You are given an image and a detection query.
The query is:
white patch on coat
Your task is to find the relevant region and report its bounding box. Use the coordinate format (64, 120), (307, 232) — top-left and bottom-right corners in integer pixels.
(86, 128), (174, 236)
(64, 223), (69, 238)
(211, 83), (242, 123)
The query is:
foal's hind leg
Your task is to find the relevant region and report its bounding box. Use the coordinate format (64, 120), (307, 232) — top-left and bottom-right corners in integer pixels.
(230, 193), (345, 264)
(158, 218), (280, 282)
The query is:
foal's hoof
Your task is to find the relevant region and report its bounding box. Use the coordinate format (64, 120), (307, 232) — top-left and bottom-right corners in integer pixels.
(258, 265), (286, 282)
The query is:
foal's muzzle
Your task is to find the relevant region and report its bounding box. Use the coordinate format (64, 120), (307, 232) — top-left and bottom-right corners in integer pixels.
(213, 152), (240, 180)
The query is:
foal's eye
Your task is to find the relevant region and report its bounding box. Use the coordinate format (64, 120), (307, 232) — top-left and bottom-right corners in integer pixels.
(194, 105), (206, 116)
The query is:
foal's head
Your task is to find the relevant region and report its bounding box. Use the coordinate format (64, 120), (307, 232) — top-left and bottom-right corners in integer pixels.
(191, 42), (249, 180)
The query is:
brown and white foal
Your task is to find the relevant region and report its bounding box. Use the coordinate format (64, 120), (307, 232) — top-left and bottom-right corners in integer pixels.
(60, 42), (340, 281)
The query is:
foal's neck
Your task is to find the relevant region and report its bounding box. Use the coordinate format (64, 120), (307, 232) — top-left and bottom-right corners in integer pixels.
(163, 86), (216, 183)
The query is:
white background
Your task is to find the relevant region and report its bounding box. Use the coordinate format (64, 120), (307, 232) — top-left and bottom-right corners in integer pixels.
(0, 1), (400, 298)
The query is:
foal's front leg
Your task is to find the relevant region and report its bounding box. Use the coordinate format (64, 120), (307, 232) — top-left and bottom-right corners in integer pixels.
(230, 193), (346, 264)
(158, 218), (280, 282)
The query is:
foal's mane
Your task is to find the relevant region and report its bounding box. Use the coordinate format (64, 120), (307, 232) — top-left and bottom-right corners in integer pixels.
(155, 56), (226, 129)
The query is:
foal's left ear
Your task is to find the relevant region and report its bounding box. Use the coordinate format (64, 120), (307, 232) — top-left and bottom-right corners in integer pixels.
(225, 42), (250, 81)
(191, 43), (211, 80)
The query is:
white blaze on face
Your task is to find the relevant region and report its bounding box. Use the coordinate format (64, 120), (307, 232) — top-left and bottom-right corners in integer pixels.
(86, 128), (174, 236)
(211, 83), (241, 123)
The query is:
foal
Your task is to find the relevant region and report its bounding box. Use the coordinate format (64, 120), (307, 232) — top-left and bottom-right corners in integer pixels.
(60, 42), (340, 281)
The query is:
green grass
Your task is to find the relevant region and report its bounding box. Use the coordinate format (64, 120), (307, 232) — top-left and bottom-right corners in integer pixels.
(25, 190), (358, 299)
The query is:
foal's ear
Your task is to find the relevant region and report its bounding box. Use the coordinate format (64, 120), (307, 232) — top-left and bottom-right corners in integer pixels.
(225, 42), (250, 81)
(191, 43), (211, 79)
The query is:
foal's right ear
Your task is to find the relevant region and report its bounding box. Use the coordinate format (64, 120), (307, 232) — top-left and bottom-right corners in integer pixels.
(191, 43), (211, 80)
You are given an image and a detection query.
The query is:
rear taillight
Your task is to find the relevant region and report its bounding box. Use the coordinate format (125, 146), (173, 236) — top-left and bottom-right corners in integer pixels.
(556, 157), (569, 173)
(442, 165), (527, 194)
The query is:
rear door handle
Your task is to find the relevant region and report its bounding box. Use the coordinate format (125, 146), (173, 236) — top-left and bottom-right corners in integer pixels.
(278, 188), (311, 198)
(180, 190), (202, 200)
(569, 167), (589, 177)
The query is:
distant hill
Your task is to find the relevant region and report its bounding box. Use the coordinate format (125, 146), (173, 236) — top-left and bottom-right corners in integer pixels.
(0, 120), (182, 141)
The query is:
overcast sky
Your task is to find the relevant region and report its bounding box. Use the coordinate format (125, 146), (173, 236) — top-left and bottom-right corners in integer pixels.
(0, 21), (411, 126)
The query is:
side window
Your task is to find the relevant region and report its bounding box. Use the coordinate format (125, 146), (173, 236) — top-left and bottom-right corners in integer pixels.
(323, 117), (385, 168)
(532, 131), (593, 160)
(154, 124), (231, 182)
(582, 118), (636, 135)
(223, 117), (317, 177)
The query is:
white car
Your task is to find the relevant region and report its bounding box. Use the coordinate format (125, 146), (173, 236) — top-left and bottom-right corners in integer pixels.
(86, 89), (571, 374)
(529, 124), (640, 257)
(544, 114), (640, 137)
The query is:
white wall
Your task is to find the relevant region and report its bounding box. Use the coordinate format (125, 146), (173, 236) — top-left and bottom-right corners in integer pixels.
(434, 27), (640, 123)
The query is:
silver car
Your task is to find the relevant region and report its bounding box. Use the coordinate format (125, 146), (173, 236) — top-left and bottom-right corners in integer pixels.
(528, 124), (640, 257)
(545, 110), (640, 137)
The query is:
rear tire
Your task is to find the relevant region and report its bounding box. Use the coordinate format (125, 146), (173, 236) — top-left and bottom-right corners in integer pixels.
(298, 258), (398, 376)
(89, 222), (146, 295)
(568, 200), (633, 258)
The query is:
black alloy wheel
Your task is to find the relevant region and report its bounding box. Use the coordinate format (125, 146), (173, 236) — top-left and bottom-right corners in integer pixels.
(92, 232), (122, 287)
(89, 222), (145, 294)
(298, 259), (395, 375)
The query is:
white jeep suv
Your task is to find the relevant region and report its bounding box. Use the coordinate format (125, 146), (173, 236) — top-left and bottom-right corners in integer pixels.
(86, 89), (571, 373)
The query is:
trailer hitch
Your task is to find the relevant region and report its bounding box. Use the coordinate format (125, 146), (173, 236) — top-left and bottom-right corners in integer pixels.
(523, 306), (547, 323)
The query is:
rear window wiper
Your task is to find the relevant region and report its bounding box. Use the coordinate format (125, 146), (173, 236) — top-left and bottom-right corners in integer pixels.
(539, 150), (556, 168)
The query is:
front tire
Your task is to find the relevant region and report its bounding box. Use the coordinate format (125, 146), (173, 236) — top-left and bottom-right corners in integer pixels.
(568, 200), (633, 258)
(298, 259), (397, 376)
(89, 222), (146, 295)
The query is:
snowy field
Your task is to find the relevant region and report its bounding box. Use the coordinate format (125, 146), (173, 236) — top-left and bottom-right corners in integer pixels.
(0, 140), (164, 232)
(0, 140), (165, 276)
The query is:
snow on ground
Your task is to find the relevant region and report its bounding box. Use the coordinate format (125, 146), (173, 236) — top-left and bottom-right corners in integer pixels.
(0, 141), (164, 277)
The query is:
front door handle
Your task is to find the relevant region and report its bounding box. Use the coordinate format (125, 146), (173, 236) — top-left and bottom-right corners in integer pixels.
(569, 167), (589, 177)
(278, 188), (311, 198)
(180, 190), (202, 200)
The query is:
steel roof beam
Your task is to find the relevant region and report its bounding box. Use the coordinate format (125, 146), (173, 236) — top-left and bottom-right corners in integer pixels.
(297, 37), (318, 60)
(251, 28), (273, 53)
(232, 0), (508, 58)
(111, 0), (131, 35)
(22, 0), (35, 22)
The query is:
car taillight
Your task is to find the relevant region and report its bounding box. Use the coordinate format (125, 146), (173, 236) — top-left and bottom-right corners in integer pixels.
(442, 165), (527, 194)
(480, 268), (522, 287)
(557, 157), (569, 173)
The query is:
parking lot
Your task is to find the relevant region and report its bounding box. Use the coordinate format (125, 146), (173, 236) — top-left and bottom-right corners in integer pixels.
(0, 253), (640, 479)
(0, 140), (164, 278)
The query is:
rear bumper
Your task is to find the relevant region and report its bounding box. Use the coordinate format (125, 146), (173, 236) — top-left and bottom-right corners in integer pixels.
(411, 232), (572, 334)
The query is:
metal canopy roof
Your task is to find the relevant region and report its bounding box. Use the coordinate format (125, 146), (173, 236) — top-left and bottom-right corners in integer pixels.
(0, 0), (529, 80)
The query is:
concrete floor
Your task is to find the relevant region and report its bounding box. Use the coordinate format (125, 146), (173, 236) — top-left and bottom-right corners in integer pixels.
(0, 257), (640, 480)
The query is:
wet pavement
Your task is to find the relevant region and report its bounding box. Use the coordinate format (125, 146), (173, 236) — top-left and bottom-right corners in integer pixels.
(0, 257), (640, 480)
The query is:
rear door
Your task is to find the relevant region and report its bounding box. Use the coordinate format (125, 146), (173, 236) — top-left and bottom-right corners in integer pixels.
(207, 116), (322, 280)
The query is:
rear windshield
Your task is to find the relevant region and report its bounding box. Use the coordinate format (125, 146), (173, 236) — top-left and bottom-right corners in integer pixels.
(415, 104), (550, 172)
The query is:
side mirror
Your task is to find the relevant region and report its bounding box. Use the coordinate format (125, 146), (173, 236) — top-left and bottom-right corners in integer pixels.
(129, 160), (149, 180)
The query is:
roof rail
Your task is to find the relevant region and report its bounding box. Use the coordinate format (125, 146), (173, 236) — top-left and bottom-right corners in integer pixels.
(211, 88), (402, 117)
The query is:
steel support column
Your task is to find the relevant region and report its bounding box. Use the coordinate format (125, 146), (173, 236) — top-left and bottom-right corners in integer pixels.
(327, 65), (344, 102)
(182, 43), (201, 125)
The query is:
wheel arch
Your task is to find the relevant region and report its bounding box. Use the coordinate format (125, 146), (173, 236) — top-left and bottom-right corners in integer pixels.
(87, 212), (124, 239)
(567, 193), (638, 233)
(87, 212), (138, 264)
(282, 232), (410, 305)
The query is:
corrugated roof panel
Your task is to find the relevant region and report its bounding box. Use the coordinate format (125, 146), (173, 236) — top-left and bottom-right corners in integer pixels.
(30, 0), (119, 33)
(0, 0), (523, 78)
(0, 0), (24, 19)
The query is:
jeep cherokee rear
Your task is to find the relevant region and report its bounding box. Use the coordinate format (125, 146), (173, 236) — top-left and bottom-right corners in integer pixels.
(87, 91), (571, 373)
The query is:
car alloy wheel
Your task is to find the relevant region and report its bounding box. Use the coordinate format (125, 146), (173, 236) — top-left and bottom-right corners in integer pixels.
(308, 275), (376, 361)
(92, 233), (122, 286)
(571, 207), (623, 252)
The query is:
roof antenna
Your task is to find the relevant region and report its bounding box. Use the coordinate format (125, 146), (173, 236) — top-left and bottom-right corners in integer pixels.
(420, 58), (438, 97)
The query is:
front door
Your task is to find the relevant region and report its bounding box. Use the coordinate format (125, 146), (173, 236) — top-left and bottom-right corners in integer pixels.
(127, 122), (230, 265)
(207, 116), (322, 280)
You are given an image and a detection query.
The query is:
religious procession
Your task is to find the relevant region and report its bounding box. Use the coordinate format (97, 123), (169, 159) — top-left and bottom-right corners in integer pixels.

┄┄┄┄┄┄┄┄┄┄┄┄┄┄┄┄┄┄┄┄

# CHALLENGE
Copy the data from the start through the line containing "(191, 42), (249, 180)", including that line.

# RESPONSE TO THIS TASK
You are given an image and a detection query.
The query is:
white patch on coat
Your task is to find the relevant region and report its bounding box. Use the coordinate format (64, 120), (307, 232) — top-left and bottom-right corners in integer pixels.
(86, 128), (174, 236)
(64, 223), (69, 238)
(211, 83), (242, 123)
The query is:
foal's hind leg
Your task is to find the relevant region and report its bounding box. Use the coordinate format (64, 120), (307, 232) — top-left and bottom-right corners in integer pixels.
(230, 193), (345, 264)
(158, 218), (280, 282)
The query is:
foal's hoof
Your task is to find the relevant region and report its bounding box. Use the coordinate format (64, 120), (307, 232) — top-left and bottom-right corners in integer pixels.
(258, 265), (286, 282)
The query is:
foal's muzzle
Your task is to find the relevant region and report its bounding box. Use the coordinate format (64, 120), (307, 232) — top-left and bottom-right corners in integer pixels.
(213, 152), (240, 180)
The query is:
foal's eye
Your task is to find the relevant region and report its bounding box. Use the coordinate format (64, 120), (307, 232) — top-left and bottom-right corners in integer pixels.
(194, 105), (206, 116)
The query is:
foal's head
Your task is to find the relevant region and report its bounding box. Use the coordinate format (64, 120), (307, 232) — top-left and bottom-right corners in integer pixels.
(191, 42), (249, 180)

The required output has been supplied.